Document source:
┄┄┄┄┄┄

Les enseignants japonais posent un
problème plutôt stimulant lors du début
de la leçon. Ils encouragent les élèves
à présenter leurs propres idées pour
contribuer à une solution. Lors de la leçon,
l'enseignant demande aux élèves de faire
"hanashi-ai" en petits groupes, ou en classe entière.
Parce que le problème est difficile, les
élèves formulent souvent des conjectures et
des idées fausses, et font des erreurs dans des
procédures. Comme le problème est
laissé ouvert, les enfants peuvent aussi produire
plusieurs solutions différentes. L'enseignant les
encourage à comparer leurs idées et solutions,
à cette occasion des contre-exemples peuvent
être trouvés et des contre-arguments peuvent
être apparaître. L'enseignant utilise à
dessein de telles opportunités pour stimuler la
réflexion des enfants. La discipline (ou morale)
traditionnelle japonaise met un accent très fort sur
la réflexion ("hansei") sur les erreurs faites par
soi-même et sur l'appréciation des
contributions des autres, elle encourage ainsi la
coopération entre les enfants (cf. Lewis, 1995). Bien
que "hanashi-ai" puisse conclure sur quelle solution est
meilleure, correcte, efficace, élégante, ou
avoir d'autres qualités encore, la compétition
entre les enfants est en général
découragée. Ainsi, en principe, il n'y a ni
gagnant, ni perdant dans "hanashi-ai", contrairement au
style de l'argumentation occidental.

┄┄┄┄┄┄

Lignes de données:

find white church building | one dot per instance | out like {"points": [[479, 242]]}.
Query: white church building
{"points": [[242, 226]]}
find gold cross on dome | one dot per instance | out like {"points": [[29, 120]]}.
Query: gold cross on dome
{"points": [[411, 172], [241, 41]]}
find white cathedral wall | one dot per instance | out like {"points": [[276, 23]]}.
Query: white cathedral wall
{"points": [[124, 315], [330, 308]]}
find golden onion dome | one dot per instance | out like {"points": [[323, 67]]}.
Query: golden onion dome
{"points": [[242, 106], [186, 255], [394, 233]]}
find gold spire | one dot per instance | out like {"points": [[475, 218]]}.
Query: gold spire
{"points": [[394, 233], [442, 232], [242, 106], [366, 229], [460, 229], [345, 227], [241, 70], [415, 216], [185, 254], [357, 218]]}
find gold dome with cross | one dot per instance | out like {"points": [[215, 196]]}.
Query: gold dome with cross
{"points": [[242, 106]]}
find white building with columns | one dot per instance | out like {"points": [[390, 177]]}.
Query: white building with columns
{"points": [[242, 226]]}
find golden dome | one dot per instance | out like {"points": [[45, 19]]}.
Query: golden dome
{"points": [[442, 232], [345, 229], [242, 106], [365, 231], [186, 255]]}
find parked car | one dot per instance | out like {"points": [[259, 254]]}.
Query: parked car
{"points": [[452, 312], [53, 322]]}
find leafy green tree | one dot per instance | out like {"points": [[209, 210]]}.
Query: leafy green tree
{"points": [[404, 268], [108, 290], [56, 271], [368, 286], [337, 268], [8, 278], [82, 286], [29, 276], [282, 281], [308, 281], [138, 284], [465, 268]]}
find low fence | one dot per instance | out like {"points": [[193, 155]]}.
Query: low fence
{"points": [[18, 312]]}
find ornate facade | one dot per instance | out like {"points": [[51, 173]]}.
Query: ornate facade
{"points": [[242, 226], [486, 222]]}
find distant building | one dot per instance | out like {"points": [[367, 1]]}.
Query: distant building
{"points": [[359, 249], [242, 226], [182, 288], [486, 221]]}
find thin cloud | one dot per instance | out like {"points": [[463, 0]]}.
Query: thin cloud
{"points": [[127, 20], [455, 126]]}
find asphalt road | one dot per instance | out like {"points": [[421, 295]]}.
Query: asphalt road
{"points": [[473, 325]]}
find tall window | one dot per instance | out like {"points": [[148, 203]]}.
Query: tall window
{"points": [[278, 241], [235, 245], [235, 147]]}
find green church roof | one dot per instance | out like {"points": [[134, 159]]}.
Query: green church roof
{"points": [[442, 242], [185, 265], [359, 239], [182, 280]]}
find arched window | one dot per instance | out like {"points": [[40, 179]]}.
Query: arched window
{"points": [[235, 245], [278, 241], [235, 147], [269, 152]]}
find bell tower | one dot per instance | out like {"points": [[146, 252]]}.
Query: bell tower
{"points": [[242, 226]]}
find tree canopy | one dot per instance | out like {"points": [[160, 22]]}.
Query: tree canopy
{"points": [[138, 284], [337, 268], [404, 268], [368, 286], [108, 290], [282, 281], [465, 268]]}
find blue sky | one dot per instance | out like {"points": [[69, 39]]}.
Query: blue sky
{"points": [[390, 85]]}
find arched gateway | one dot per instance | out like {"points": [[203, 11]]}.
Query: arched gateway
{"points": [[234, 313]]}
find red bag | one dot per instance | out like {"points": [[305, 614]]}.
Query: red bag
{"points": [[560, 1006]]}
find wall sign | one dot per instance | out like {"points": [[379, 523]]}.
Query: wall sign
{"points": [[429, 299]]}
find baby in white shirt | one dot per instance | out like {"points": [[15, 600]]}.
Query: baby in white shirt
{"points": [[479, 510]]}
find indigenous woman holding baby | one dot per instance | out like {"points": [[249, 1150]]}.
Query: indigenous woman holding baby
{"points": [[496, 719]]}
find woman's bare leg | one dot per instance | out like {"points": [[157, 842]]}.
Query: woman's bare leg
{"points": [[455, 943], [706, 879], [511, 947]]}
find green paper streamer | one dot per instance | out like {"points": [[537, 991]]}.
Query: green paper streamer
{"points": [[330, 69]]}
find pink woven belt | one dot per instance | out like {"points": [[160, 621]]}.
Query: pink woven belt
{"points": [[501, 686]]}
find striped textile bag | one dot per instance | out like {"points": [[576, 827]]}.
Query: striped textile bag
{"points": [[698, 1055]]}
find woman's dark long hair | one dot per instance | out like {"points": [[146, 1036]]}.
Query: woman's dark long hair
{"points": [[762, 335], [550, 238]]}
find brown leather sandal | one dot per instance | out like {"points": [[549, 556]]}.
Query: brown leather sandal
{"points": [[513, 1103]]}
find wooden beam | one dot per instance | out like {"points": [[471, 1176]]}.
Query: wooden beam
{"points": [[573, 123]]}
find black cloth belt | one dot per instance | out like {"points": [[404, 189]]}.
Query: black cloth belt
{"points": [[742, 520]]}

┄┄┄┄┄┄

Tâche 1:
Répondez aux questions suivantes à l'aide du texte sur le « hanashi-ai ».
(a) À quel moment de la leçon les enseignants japonais posent-ils le problème ?
(b) Sous quelles deux formes l'enseignant fait-il pratiquer le « hanashi-ai » aux élèves ?
(c) Quel terme japonais désigne la réflexion sur les erreurs faites par soi-même ?
Tâche 2:
Dites si chaque affirmation concorde avec le texte sur le « hanashi-ai ». Répondez par oui ou par non et citez les mots décisifs du texte.
(a) La compétition entre les enfants est en général encouragée.
(b) Comme le problème est laissé ouvert, les enfants peuvent produire plusieurs solutions.
(c) Le problème posé aux élèves est facile.
Tâche 3: Prolongez le texte sur le « hanashi-ai » à partir de sa dernière phrase.
Les items constituent un matériau distinct du texte sur le « hanashi-ai ».

Bonne réponse 1:
(a) Au début de la leçon.
(b) En petits groupes ou en classe entière.
(c) « hansei ».

Bonne réponse 2:
(a) Non : « la compétition entre les enfants est en général découragée ».
(b) Oui : « les enfants peuvent aussi produire plusieurs solutions différentes ».
(c) Non : « Parce que le problème est difficile ».

Bonne réponse 3:
Les leçons de mathématiques dans
les écoles japonaises mettent l'accent sur le
"wakaru" (compréhension) des idées
mathématiques. Mémoriser des formules ou
développer la dextérité, ne sont pas
considérés comme des thèmes centraux de
l'apprentissage. Dans les mathématiques scolaires,
nous insistons sur l'importance qu'il y a à poser la
question du "pourquoi " dans la réfexion : les
questions "pourquoi ?" encouragent l'interrogation sur les
origines" (causes, prémisses fondamentales) des
phénomènes étudiés et la
description d'un chemin (causal ou logique), "sujimichi",
qui conduise des origines au phénomène.
Répondre à la question "pourquoi ?" est
appelé "wake" ou "riyu" (raisons). Les
activités pour trouver et expliquer "wake" ou "riyu"
sont considérées comme essentielles pour
l'apprentissage de la démonstration au Japon.
Démonstration est traduit par "shoumei"
en japonais. Au secondaire (junior hight school), expliquer
"wake" ou "riyu" est souvent traduit par "setsumei". Les
activités pour "setsumei" sont habituellement
conduites avant l'introduction du concept de
démonstration, "shoumei". Les termes "wake", "riyu"
et "setsumei" sont communément utilisés par
les élèves dans leur vie quotidienne. Par
contraste, le terme "shoumei" apparaît rarement dans
le vie quotidienne ; aussi doit-il être explicitement
introduit et enseigné à l'école. Dans
les écoles japonaises, le terme "shoumei" est d'abord
introduit en mathématiques, au cours de leçons
de géométrie, en huitième année
de la scolarité. Au cours d'une leçon,
"shoumei" d'un assertion mathématique et
habituellement défini soit comme l'acte de montrer
logiquement que l'assertion est vraie, soit comme le produit
de cet acte sous la forme d'un texte écrit. Enfin,
"shoumei" est conçu comme un type particulier de
"setsumei", caractéristique des
mathématiques.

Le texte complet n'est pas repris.